**Written task**
Answer these questions from the post about Pai below:
1. How long has Benny lived in Pai proper?
2. What did the older woman across the street give Benny, and what did it come in?
3. How far is Pai from the Burmese border?

Friday, February 6, 2009

Do nothing in Pai

This is Benny. Benny is Swedish and, I swear, has two lazy eyes. Benny is also drunk on indigenous rice wine at 7 a.m., married to a local hill tribe woman and has lived in Pai proper for the last six years.

Benny is emphatic about the loyalty and passion of his hill tribe people, and he points to an older woman across the street who gave him the rice wine – pale pink liquid in a resealable plastic bag – producing a gesture of gratitude.

"She's a sweetheart," he says. "Rock and fuckin' roll, that woman. Hardcore clan people."

He says he lived in the hills for several years before coming down into Pai, where he doesn't work, occasionally gathers glass bottles and aluminum cans for less than 1 baht a piece and collects a pension from the Swedish government.

What brought Benny to Thailand from Helen, Sweden, he tells me, is "pure fucking desperation" – a phrase he doesn't seem interested in expounding upon, but which I gathered had to do with drugs or the law. He strikes me as a rough and cantankerous person, but his love for the local culture – and particularly his tribe people, who I gather have taken him in – is apparent.

It is my last day in Pai, and I have woken up early to wander and take pictures of the town – a small hippy enclave several hours from the Burmese border, full of farang, local hipsters and quiet families. I end up talking to Benny in the street, his story proves fascinating, and he embodies the anti-Thai-ness of Pai.

"You've got to start your morning anyway," Benny tells me. "Might as well start it with me."

I ask him if he is concerned that too many people will find out about this pleasant little place and ruin its rustic charm. But he says he is not one of these farangs who try to hoard Pai and the surrounding area for themselves.

"Open the door bigger," he tells me. "Let all the farangs come with their families."

**Supplied information**
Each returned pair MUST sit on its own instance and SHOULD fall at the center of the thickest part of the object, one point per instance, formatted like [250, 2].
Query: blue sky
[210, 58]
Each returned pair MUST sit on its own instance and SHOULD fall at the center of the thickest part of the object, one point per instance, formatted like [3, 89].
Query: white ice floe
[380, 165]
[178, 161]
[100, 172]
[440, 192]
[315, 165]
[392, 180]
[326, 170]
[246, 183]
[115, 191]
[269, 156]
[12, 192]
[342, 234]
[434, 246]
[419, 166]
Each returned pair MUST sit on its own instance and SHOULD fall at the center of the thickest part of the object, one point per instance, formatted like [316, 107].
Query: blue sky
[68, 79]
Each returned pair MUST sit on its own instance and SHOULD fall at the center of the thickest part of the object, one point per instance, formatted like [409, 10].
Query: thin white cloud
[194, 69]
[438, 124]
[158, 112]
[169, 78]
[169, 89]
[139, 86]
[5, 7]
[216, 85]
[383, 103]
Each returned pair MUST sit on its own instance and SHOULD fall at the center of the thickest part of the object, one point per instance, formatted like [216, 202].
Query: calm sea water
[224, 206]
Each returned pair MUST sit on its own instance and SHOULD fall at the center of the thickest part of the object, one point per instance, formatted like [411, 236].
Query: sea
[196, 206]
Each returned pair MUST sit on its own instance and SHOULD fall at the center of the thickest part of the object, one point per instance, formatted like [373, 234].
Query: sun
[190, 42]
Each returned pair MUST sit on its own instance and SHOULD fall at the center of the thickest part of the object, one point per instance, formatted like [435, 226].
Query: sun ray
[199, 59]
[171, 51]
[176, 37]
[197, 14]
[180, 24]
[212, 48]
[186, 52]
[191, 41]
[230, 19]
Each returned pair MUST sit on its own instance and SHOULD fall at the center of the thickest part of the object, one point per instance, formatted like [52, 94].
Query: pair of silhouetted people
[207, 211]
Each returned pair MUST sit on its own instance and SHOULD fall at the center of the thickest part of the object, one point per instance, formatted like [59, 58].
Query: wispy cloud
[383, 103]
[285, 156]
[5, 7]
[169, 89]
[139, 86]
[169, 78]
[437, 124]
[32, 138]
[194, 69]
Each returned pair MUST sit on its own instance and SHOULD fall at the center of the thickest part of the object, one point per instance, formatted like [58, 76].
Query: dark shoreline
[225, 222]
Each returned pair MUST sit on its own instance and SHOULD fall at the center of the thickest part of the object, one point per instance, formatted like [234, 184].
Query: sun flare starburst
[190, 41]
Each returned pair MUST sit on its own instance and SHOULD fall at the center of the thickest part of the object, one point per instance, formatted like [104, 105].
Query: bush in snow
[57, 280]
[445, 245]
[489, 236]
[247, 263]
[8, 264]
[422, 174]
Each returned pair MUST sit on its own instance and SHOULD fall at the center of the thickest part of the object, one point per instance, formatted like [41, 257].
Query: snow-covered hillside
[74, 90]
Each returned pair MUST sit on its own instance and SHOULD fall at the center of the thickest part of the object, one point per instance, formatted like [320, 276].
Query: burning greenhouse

**Task response**
1. For the last six years.
2. Rice wine, a pale pink liquid, in a resealable plastic bag.
3. Several hours.